Records for processing:
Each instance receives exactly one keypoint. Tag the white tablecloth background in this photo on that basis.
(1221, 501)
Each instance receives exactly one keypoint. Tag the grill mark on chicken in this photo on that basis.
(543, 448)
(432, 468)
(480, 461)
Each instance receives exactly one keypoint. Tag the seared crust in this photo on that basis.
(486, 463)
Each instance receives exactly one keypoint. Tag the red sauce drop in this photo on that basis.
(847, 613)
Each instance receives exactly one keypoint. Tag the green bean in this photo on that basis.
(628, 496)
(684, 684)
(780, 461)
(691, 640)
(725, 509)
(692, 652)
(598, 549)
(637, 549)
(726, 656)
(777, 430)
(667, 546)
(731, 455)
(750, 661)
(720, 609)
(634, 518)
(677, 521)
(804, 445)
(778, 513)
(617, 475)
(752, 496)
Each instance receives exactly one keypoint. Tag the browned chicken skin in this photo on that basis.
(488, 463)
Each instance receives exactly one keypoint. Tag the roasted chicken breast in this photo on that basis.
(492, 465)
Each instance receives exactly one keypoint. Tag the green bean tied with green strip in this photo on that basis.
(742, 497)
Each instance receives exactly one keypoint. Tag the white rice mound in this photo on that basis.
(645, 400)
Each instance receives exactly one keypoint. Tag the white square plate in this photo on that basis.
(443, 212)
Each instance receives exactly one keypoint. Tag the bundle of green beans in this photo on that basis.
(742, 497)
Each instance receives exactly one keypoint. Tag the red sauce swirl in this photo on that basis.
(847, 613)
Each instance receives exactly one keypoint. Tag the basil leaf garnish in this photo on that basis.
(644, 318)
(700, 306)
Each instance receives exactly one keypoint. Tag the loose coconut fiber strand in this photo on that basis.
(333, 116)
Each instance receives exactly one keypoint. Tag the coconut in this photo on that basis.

Instructions to follow:
Up to and including the last line of the data, copy each line exactly, starting with the line that contains "Each instance receives exactly one keypoint. Tag the white rice".

Exercise answer:
Each instance receives exactly one keypoint. Tag the white rice mound in this photo on that basis.
(645, 400)
Each instance receives exactly one keypoint. Tag the white square plate in this photo on that basis.
(443, 212)
Each instance receives exactly one keypoint. Tag the bundle of green beans in this photo on that basis.
(742, 497)
Each instance receives exactly one keypoint. Tag the red sauce swirl in this photo on that basis.
(847, 613)
Each instance receives exactly one keypoint. Tag the basil leaf garnish in this photo on that basis.
(644, 318)
(700, 306)
Each instance receives exactly one keypoint. Tag the loose coconut fiber strand in this photo on that basis.
(333, 116)
Each instance receives exactly one keypoint. Tag the coconut in this photo on that basis.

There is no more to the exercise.